Cases in Indo-European

H. Mark Hubey HubeyH at Mail.Montclair.edu
Wed Jan 27 03:59:22 UTC 1999


[ moderator re-formatted ]

Dr. John E. McLaughlin and Michelle R. Sutton wrote:

[ moderator snip ]

> Unfortunately, there's no linguistics behind it.  Take syntactic change, for
> example.  Thirty years ago, there was no discourse connector/predicate
> marker/etc.  'like'.  Now it is like becoming the most widespread marker in
> the American language.  Deal with it.  Our language is constantly changing in
> ways that you would consider large-scale.  Another example is the common
> rising intonation on the end of like all declarative sentences.  Like, you
> know, it's not a question, but it's just a statement (rising intonation right
> up like through the period).  Most Americans treat the written language as a
> separate tongue and speak in a different manner, splitting infinitives,
> dangling prepositions, piling on negatives, adding 'like', infixing 'f**king'
> in prestress position.  There are hundreds of things going on in standard
> American dialects that have no reflection in the writing system because
> Americans have perceived a difference.

> Tasks:
1) Answer these from the post on cases in Indo-European:
(a) On what date was the post sent?
(b) According to the quoted passage, how many years ago was there no discourse connector or predicate marker 'like'?
(c) How does the quoted passage say most Americans treat the written language?
2) Continue the post on cases in Indo-European, starting after its last sentence.
The records have no connection to the post on cases in Indo-European.

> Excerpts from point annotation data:

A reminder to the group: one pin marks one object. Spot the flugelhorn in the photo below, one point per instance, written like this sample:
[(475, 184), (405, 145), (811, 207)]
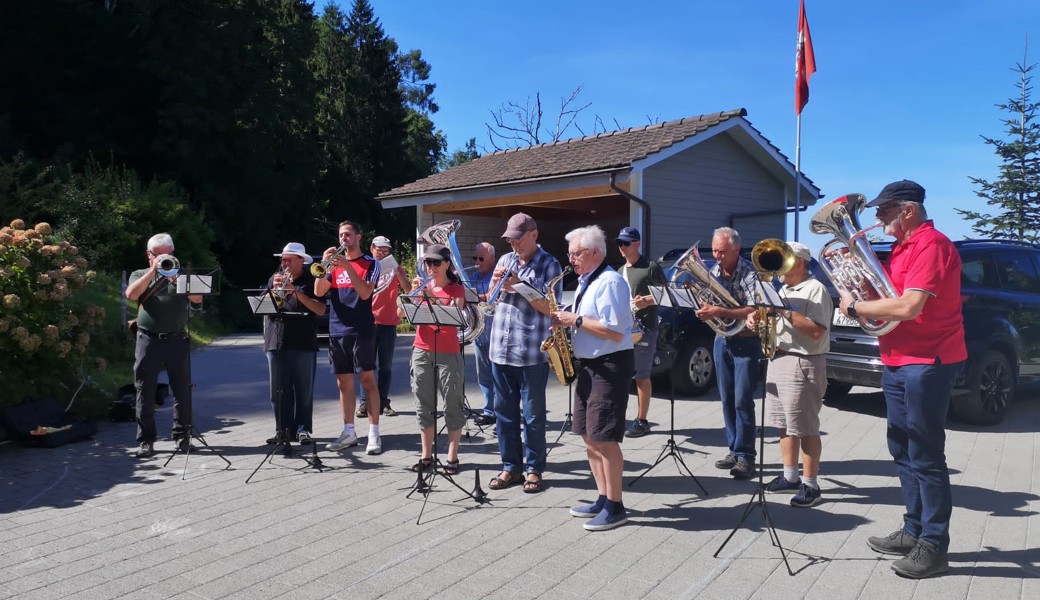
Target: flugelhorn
[(319, 269), (849, 260), (772, 258), (708, 290)]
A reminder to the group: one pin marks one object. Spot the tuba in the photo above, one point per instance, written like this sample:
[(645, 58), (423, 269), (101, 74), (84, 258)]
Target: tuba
[(444, 233), (849, 260), (708, 290), (556, 345), (772, 258)]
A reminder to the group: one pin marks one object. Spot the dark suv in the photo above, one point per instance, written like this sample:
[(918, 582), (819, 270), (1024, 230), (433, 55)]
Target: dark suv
[(1001, 291)]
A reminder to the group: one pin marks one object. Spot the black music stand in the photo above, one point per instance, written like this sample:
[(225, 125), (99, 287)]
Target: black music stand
[(265, 303), (419, 311), (676, 298), (770, 300), (195, 284)]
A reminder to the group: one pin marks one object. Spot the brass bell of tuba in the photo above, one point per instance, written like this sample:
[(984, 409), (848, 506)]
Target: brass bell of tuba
[(772, 258), (707, 290), (849, 260)]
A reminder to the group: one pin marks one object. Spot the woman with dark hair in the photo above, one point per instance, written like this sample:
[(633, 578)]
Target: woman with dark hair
[(437, 364)]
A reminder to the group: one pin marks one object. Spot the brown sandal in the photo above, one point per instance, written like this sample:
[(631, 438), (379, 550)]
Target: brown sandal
[(533, 486), (502, 483)]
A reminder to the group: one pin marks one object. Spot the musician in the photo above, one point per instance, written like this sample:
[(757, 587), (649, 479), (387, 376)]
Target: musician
[(601, 324), (291, 344), (437, 363), (796, 379), (352, 278), (162, 314), (923, 357), (484, 260), (385, 311), (519, 366), (641, 274), (736, 358)]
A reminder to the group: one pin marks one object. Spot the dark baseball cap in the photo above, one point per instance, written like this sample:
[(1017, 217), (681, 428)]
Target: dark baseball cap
[(629, 234), (903, 190)]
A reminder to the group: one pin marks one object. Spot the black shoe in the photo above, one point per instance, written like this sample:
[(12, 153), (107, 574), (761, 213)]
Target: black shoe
[(899, 543), (744, 469), (639, 428), (924, 561), (485, 420), (727, 463)]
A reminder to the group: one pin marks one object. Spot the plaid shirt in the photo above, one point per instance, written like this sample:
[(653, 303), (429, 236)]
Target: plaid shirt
[(518, 330), (745, 279)]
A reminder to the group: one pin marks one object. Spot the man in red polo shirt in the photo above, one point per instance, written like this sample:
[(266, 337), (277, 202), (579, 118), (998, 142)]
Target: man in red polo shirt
[(923, 357)]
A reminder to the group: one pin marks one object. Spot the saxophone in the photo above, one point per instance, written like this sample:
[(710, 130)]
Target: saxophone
[(556, 345)]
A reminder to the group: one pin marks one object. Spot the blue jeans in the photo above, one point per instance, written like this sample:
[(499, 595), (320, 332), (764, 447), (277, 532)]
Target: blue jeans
[(737, 374), (917, 397), (518, 388), (485, 379), (292, 389), (386, 337)]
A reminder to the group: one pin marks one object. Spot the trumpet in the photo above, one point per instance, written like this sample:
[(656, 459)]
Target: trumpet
[(319, 269), (167, 265)]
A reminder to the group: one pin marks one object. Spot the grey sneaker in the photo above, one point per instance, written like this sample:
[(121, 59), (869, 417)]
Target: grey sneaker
[(639, 428), (726, 463), (899, 543), (924, 561), (744, 469), (343, 441)]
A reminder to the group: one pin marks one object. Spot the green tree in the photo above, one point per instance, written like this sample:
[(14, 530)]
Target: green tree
[(1015, 193)]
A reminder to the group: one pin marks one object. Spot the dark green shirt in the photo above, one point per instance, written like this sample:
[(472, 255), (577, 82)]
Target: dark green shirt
[(164, 312), (640, 277)]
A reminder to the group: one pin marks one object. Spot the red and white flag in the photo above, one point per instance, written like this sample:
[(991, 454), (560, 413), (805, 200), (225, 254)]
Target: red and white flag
[(805, 61)]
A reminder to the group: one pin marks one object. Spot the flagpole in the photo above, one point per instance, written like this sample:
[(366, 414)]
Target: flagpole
[(798, 174)]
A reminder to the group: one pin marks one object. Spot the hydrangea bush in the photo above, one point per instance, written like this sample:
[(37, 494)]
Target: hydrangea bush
[(45, 333)]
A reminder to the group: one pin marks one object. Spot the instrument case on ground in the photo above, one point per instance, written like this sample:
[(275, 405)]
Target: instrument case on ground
[(47, 417)]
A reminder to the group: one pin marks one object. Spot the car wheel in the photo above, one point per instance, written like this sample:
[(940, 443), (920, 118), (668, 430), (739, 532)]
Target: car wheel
[(990, 391), (836, 390), (693, 372)]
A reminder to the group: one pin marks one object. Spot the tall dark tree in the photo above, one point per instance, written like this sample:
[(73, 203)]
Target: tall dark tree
[(1015, 193)]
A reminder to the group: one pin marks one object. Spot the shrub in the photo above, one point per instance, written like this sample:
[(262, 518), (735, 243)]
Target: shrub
[(45, 329)]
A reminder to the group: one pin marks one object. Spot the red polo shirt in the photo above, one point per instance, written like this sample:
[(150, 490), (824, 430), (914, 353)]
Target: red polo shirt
[(927, 261)]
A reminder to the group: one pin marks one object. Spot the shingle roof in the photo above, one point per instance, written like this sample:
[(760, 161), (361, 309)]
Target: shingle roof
[(615, 149)]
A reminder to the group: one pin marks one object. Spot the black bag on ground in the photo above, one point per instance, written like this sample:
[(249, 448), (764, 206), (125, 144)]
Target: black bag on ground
[(44, 423)]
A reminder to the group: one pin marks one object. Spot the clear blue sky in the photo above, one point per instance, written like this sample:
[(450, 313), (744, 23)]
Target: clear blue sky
[(904, 88)]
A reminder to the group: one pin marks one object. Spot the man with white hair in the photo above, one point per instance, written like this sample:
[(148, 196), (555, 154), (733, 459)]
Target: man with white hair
[(796, 379)]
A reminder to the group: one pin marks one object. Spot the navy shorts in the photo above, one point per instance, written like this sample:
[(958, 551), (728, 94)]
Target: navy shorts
[(349, 355)]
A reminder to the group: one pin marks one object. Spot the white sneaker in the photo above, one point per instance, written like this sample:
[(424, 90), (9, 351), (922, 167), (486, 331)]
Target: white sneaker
[(374, 444), (343, 441)]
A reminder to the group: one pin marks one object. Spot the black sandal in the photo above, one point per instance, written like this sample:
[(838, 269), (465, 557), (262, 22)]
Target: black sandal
[(424, 465)]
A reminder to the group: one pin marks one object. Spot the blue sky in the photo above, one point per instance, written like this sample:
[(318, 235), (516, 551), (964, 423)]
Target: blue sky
[(904, 88)]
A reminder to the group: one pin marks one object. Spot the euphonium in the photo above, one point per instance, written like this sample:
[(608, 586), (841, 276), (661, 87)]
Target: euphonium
[(849, 260), (708, 290), (319, 269), (444, 234), (167, 264), (556, 345), (772, 258)]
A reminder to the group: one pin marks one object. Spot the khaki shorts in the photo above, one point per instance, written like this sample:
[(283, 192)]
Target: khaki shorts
[(795, 389)]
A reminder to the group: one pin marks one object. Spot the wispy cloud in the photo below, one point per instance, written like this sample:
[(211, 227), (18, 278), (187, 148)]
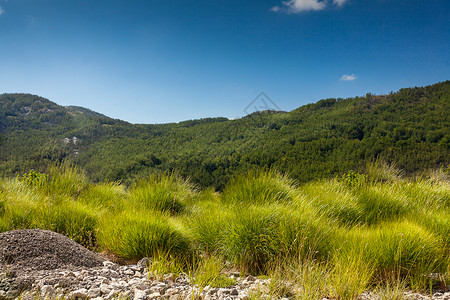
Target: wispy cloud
[(339, 2), (297, 6), (346, 77)]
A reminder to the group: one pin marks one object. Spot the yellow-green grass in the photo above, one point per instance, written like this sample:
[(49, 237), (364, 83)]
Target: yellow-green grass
[(385, 232)]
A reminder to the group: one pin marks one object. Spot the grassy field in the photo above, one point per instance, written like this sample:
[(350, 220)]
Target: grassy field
[(331, 238)]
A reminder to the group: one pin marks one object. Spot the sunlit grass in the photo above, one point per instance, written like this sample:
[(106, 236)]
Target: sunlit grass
[(329, 238)]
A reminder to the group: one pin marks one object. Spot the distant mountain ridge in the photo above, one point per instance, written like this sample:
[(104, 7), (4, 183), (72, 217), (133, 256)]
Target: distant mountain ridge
[(409, 127)]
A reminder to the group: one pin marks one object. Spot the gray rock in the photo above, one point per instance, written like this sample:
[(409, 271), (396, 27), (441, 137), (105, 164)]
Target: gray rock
[(139, 295), (234, 292), (81, 293), (47, 292), (94, 292)]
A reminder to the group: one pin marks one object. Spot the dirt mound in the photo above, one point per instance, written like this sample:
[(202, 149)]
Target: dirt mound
[(36, 249)]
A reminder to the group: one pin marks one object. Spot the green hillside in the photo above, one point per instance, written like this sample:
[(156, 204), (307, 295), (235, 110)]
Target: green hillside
[(409, 127)]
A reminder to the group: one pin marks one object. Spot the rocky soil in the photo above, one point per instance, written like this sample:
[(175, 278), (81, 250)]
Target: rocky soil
[(39, 264)]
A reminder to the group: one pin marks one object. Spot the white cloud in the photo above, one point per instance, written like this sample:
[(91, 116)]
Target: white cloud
[(346, 77), (296, 6), (339, 2), (275, 8)]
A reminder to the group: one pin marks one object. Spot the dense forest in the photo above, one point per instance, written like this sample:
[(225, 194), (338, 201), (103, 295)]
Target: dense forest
[(409, 128)]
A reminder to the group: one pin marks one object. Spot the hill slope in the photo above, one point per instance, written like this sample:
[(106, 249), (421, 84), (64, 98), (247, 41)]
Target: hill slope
[(409, 127)]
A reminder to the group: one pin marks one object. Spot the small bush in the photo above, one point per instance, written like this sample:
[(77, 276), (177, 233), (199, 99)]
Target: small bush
[(259, 187), (163, 192), (132, 235)]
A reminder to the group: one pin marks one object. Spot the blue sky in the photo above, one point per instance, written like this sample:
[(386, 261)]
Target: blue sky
[(160, 61)]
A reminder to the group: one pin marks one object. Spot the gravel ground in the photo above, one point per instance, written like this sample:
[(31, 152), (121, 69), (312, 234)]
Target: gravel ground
[(36, 249), (40, 264)]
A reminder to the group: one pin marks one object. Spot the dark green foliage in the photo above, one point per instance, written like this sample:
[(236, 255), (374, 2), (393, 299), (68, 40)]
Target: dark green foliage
[(318, 140)]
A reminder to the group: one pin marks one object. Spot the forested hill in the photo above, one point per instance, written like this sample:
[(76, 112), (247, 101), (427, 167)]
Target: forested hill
[(409, 127)]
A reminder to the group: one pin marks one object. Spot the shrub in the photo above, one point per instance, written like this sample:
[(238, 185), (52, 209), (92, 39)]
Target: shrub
[(163, 192), (133, 235), (259, 187)]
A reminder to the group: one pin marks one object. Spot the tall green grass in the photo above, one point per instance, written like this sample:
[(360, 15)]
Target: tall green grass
[(163, 192), (329, 238)]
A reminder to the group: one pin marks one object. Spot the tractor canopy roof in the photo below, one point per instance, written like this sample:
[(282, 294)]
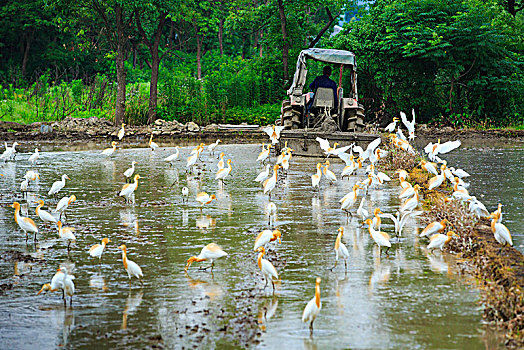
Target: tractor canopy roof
[(328, 56), (342, 57)]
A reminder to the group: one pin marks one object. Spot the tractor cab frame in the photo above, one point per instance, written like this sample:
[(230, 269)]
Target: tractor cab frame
[(299, 113)]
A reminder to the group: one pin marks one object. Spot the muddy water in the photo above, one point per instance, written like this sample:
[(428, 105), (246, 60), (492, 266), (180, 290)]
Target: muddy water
[(407, 300)]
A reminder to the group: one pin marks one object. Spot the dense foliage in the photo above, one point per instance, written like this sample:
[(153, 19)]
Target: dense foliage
[(454, 61), (457, 62)]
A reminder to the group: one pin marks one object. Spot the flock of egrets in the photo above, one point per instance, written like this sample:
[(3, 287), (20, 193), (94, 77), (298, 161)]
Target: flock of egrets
[(355, 159)]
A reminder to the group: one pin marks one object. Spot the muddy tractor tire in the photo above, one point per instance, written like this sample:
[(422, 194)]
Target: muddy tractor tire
[(291, 117), (353, 120)]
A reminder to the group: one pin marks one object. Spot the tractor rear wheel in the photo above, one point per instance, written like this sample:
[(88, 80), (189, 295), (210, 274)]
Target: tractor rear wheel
[(291, 118)]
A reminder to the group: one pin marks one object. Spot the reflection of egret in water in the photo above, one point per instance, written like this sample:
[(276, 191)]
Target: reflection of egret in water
[(172, 176), (206, 221), (63, 318), (381, 273), (185, 216), (339, 287), (224, 201), (328, 193), (109, 169), (310, 344), (97, 281), (32, 195), (316, 212), (132, 303), (209, 289), (266, 311), (128, 218), (24, 209)]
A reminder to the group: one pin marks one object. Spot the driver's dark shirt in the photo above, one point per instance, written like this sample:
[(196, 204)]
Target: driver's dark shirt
[(325, 82)]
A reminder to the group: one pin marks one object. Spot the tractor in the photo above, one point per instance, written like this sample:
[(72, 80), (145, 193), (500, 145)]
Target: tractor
[(304, 110)]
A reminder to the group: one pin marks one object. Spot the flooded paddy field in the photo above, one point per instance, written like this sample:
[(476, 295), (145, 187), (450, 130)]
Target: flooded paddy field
[(409, 299)]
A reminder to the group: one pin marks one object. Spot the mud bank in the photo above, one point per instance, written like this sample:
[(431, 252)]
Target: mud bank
[(101, 130), (499, 270)]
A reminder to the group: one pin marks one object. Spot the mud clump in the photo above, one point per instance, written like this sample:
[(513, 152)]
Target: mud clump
[(499, 270)]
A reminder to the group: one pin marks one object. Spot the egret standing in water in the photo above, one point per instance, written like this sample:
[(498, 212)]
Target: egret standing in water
[(212, 146), (224, 172), (26, 224), (44, 215), (129, 172), (66, 234), (312, 308), (152, 144), (340, 249), (270, 183), (185, 193), (132, 268), (500, 231), (315, 178), (128, 189), (271, 211), (210, 252), (58, 185), (438, 241), (265, 237), (203, 198), (34, 157), (380, 238)]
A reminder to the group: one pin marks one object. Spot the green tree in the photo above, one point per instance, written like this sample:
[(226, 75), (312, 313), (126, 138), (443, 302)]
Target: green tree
[(440, 57)]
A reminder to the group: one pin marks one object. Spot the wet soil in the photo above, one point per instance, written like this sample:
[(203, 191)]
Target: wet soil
[(93, 129), (499, 270)]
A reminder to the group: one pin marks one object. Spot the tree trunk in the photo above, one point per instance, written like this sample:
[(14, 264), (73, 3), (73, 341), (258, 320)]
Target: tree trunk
[(29, 40), (243, 47), (153, 89), (200, 39), (221, 36), (155, 63), (120, 68), (511, 7), (285, 48), (259, 44), (326, 27)]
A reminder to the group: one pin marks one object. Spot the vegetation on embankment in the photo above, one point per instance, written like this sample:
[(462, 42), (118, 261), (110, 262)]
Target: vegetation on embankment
[(45, 102), (499, 270)]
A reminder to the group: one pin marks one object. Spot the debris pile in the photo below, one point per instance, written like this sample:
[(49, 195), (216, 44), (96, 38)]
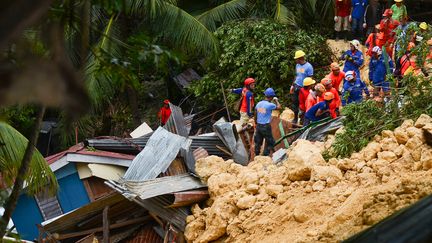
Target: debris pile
[(305, 198)]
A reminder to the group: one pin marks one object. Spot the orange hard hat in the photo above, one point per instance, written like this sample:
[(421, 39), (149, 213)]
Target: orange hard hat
[(326, 81), (328, 96), (334, 66), (249, 81)]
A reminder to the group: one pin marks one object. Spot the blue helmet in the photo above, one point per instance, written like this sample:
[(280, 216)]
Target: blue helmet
[(269, 92)]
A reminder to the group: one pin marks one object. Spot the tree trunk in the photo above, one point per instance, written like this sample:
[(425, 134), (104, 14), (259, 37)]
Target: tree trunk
[(19, 181)]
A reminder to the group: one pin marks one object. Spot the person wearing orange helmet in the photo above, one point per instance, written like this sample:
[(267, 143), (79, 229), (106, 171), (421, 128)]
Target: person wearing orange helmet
[(320, 110), (336, 75), (164, 113), (336, 102), (316, 95), (247, 101)]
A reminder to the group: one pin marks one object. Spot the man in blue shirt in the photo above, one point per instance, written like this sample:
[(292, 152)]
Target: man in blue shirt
[(378, 72), (353, 88), (320, 110), (263, 118), (303, 70), (353, 58), (357, 16)]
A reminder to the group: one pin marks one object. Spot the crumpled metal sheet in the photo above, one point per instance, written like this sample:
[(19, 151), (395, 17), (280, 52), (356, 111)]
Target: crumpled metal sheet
[(160, 150), (319, 132)]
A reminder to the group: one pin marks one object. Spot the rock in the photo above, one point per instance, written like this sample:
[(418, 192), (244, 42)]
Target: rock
[(318, 186), (387, 155), (401, 135), (302, 157), (426, 159), (422, 121), (371, 150), (211, 165), (274, 190), (252, 188), (246, 202), (325, 172)]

> Responses:
1)
(a) Wednesday, January 27, 1999.
(b) Thirty years ago.
(c) As a separate tongue.

2)
Nice examples. I still have no idea what this is supposed to do. Let's
see, the system is not small. T2-T1 is not large but neither is the
change. Is the change externally driven?
I don't know. Is it from Hispanic? Is it from Black slang/lingo? Suppose
it is. Then this already existed in the language. It is like saying that
there are black sheep and white sheep and that 10% is black. Now 100
years later, there are still black and white sheep but their proportion
is smaller but now we got grey sheep. All it shows is that it is
spreading in a different way. It does not show that something that
wasn't there has cropped up.  If furthermore, you claim that Black
slang/lingo was not English, then you again have externally-driven
change.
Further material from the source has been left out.